On 12/1/21 19:59, Pavel Begunkov wrote:
On 12/1/21 18:10, Willem de Bruijn wrote:
# performance:
The worst case for io_uring is (4), still 1.88 times faster than
msg_zerocopy (2), and there are a couple of "easy" optimisations left
out from the patchset. For 4096 bytes payload zc is only slightly
outperforms non-zc version, the larger payload the wider gap.
I'll get more numbers next time.
Comparing (3) and (4), and (5) vs (6), @flush doesn't affect it too
much. Notification posting is not a big problem for now, but need
to compare the performance for when io_uring_tx_zerocopy_callback()
is called from IRQ context, and possible rework it to use task_work.
It supports both, regular buffers and fixed ones, but there is a bunch of
optimisations exclusively for io_uring's fixed buffers. For comparison,
normal vs fixed buffers (@nr_reqs=8, @flush=0): 75677 vs 116079 MB/s
1) we pass a bvec, so no page table walks.
2) zerocopy_sg_from_iter() is just slow, adding a bvec optimised version
still doing page get/put (see 4/12) slashed 4-5%.
3) avoiding get_page/put_page in 5/12
4) completion events are posted into io_uring's CQ, so no
extra recvmsg for getting events
5) no poll(2) in the code because of io_uring
6) lot of time is spent in sock_omalloc()/free allocating ubuf_info.
io_uring caches the structures reducing it to nearly zero-overhead.
Nice set of complementary optimizations.
We have looked at adding some of those as independent additions to
msg_zerocopy before, such as long-term pinned regions. One issue with
that is that the pages must remain until the request completes,
regardless of whether the calling process is alive. So it cannot rely
on a pinned range held by a process only.
If feasible, it would be preferable if the optimizations can be added
to msg_zerocopy directly, rather than adding a dependency on io_uring
to make use of them. But not sure how feasible that is. For some, like
4 and 5, the answer is clearly it isn't. 6, it probably is?
Forgot about 6), io_uring uses the fact that submissions are
done under an per ring mutex, and completions are under a per
ring spinlock, so there are two lists for them and no extra
locking. Lists are spliced in a batched manner, so it's
1 spinlock per N (e.g. 32) cached ubuf_info's allocations.
Any similar guarantees for sockets?
[...]
--
Pavel Begunkov

The task: According to the io_uring zerocopy thread, how many times faster than msg_zerocopy is the worst case for io_uring? The records were drawn from a different source than the text.

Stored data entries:

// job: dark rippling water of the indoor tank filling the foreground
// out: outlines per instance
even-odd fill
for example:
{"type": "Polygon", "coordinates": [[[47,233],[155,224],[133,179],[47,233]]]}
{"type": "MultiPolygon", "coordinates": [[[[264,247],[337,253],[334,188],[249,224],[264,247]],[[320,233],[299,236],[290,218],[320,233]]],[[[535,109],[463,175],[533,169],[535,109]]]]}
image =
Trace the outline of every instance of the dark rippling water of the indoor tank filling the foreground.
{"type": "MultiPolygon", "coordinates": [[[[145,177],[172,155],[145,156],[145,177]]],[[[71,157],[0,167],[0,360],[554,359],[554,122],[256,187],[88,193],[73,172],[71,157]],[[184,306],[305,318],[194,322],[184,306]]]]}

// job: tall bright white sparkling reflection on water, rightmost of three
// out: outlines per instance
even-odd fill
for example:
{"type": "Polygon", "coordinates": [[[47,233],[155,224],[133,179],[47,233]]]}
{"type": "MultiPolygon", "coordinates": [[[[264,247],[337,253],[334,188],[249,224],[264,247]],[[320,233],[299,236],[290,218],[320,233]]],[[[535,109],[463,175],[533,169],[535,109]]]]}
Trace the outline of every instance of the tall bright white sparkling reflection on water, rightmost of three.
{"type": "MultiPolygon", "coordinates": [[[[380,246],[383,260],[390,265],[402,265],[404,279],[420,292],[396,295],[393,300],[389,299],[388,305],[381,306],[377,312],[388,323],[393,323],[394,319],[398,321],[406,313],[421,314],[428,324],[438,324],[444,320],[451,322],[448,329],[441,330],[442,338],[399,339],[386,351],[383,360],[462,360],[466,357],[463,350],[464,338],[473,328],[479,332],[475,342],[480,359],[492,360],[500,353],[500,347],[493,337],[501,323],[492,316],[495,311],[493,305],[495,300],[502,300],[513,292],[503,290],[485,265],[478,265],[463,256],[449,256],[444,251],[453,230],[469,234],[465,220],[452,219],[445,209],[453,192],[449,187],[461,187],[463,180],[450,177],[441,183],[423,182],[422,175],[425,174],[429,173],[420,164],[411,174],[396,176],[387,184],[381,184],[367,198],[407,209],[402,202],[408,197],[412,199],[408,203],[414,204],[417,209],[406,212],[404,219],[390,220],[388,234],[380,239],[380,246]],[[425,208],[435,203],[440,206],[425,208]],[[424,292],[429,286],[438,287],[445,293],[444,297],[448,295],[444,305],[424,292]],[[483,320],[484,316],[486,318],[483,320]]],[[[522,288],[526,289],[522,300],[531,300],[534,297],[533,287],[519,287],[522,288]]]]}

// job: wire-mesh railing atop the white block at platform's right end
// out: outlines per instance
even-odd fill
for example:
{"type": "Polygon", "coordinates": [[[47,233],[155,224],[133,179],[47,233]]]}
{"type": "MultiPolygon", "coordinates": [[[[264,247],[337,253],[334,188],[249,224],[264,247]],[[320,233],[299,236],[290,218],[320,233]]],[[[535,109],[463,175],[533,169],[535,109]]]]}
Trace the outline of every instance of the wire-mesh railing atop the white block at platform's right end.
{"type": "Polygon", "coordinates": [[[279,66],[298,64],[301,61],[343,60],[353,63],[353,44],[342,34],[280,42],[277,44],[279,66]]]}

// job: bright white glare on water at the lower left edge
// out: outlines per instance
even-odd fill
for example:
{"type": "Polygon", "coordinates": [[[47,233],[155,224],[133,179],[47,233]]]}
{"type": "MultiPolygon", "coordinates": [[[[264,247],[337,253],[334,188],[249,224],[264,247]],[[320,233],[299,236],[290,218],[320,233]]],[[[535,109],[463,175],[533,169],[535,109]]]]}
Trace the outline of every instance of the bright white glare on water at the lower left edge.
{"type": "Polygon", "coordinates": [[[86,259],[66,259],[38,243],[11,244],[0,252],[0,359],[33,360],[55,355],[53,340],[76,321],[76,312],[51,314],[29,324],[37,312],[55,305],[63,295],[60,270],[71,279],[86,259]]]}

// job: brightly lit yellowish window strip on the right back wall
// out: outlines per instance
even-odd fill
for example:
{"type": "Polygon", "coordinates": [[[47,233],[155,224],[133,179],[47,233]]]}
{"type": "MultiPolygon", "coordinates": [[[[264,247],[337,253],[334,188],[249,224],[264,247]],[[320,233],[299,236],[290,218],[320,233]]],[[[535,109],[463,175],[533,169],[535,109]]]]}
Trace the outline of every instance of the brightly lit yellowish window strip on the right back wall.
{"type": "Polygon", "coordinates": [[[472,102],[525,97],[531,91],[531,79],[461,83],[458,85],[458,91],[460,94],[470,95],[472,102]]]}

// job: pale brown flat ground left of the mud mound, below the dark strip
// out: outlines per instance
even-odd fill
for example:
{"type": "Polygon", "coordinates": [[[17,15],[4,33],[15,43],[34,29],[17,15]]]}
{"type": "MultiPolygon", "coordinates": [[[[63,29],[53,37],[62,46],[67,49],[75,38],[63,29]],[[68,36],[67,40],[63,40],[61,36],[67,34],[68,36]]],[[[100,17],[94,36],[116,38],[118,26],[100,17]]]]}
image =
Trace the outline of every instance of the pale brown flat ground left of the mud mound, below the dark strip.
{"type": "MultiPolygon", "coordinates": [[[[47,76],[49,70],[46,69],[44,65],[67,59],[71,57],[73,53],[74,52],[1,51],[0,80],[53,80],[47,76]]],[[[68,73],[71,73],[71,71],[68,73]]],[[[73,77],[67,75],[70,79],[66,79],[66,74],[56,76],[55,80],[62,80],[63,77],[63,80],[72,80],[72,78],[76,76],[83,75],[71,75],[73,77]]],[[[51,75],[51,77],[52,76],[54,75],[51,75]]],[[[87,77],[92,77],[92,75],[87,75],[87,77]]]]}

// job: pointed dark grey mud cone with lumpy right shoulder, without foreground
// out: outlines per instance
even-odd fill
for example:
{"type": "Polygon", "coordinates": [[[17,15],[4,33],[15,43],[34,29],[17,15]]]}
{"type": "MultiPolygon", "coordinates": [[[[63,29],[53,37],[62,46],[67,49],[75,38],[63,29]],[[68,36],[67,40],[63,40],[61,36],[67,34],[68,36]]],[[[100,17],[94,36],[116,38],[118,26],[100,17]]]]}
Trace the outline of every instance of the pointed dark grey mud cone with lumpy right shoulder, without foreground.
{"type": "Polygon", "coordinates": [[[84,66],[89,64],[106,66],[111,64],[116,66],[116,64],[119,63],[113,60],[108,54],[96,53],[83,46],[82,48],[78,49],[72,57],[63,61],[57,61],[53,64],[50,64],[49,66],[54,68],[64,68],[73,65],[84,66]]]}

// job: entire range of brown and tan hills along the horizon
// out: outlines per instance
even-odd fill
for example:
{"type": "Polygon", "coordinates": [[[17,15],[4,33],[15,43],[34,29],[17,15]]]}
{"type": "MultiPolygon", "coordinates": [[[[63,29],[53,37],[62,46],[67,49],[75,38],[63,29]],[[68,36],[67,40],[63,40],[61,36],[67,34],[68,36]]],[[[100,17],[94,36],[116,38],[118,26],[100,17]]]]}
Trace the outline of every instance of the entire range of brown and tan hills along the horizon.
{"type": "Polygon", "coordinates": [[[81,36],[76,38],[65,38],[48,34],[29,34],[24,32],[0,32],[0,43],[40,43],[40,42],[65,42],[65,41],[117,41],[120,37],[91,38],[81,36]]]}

Task solution: It is 1.88 times faster.